▸ WHAT TO DO: Repeat the entire news report on the Vienna conference about Afghanistan's drug trade word for word.

▸ DOCUMENT SEGMENT:
VIENNA (Reuters) - Afghanistan cannot be stable while its economy depends so heavily on the drugs trade, and its allies must step up the fight to combat the industry, U.N. Secretary General Ban Ki-Moon said on Thursday.
Opening a major international conference on ways to combat narcotics production in Afghanistan and smuggling through neighboring states, Ban said the problem undermined efforts to help Afghanistan emerge as a normally functioning economy.
"We cannot speak of sustainable development when opium production is the only viable economic activity in the country," he told delegates of the so-called Paris Pact Ministerial Conference, which first met in 2003.
"We cannot expect stability when 15 percent of Afghanistan's gross domestic product comes from the drugs trade."
The Vienna conference, with participants from more than 50 countries and international organizations including the foreign ministers of Russia and France, was due to adopt a new declaration at the end of a one-day session.
With foreign combat forces, and much of their cash and air power, expected to be gone from the country by the end of 2014, the Afghan government will need more help fighting poppy cultivation, which rose over the last year, experts say.
"Despite continued efforts by the international community and major achievements, the problem of illicit traffic in opiates continues to be of serious concern," the draft Vienna Declaration said.

▸ ENTRIES SUPPLIED:
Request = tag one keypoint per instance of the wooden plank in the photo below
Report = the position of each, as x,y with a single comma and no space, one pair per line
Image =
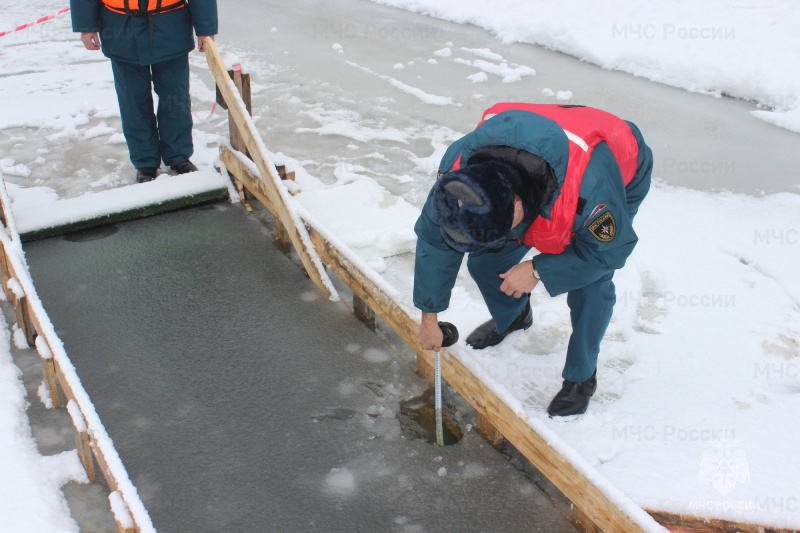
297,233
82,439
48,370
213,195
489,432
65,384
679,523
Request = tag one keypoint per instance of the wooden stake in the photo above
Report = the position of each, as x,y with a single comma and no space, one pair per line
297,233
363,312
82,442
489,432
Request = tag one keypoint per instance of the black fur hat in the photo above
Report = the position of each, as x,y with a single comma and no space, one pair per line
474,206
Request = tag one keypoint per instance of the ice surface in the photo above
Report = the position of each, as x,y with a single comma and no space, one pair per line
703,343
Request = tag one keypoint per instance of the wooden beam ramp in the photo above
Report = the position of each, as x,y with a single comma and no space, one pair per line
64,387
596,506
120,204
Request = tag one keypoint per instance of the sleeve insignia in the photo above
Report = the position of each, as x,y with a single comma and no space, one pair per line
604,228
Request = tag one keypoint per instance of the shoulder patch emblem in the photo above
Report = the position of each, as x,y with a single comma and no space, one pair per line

* * *

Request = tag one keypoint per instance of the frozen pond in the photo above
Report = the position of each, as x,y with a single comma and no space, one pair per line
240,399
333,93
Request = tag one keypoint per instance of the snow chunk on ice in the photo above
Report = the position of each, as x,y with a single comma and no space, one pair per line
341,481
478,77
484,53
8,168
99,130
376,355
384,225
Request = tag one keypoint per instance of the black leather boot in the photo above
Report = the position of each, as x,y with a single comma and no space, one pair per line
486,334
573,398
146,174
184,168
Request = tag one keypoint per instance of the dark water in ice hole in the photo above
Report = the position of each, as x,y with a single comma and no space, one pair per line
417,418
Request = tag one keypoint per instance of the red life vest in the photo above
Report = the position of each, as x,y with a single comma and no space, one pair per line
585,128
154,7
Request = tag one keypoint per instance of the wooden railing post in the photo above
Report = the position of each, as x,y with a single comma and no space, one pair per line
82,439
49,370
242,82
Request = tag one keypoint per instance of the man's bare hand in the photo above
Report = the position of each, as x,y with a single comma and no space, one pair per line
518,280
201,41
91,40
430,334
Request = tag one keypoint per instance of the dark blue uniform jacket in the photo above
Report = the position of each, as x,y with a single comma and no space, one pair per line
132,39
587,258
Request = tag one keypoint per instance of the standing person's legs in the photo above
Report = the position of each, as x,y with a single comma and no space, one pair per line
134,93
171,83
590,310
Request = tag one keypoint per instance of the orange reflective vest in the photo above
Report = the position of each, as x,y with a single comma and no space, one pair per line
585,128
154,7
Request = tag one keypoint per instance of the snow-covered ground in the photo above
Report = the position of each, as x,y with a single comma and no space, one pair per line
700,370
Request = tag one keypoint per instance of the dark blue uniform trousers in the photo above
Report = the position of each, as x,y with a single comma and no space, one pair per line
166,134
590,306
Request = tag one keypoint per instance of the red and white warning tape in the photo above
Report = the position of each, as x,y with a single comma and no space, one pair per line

--

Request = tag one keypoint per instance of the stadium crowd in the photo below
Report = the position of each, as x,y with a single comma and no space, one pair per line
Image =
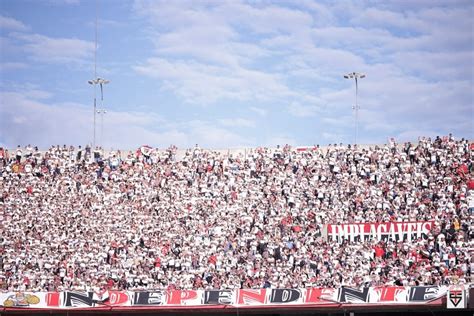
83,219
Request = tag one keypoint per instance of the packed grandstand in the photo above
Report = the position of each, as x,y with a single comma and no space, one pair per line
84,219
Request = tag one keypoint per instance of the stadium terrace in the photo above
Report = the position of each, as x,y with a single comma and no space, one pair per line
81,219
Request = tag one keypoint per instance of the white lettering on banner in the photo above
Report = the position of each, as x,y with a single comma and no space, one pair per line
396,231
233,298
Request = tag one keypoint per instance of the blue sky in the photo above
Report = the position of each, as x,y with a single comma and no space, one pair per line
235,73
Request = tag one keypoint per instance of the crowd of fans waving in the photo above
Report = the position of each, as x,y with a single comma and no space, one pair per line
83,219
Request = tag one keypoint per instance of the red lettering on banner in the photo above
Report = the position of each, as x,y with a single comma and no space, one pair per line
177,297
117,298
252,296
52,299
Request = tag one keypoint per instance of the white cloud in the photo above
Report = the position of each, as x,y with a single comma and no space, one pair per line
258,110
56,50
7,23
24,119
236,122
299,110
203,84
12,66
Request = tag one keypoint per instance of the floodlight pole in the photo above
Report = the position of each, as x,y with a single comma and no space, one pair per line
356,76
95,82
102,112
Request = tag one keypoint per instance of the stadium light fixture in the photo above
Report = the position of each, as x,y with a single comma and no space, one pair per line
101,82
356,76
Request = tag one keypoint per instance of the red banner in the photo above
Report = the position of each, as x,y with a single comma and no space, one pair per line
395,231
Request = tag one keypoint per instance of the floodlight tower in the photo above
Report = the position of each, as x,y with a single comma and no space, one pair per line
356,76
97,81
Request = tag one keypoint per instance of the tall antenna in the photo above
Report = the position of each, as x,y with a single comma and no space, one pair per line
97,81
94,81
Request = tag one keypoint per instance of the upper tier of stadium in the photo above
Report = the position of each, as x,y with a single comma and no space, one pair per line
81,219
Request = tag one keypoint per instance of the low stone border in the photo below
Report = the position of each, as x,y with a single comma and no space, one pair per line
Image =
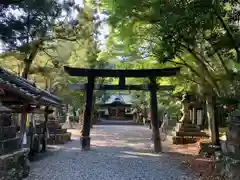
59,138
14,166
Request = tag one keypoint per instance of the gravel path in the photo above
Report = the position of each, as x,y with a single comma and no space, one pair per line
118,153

▸ ANSWER TO THIS TASK:
VIENNA (Reuters) - Afghanistan cannot be stable while its economy depends so heavily on the drugs trade, and its allies must step up the fight to combat the industry, U.N. Secretary General Ban Ki-Moon said on Thursday.
Opening a major international conference on ways to combat narcotics production in Afghanistan and smuggling through neighboring states, Ban said the problem undermined efforts to help Afghanistan emerge as a normally functioning economy.
"We cannot speak of sustainable development when opium production is the only viable economic activity in the country," he told delegates of the so-called Paris Pact Ministerial Conference, which first met in 2003.
"We cannot expect stability when 15 percent of Afghanistan's gross domestic product comes from the drugs trade."
The Vienna conference, with participants from more than 50 countries and international organizations including the foreign ministers of Russia and France, was due to adopt a new declaration at the end of a one-day session.
With foreign combat forces, and much of their cash and air power, expected to be gone from the country by the end of 2014, the Afghan government will need more help fighting poppy cultivation, which rose over the last year, experts say.
"Despite continued efforts by the international community and major achievements, the problem of illicit traffic in opiates continues to be of serious concern," the draft Vienna Declaration said.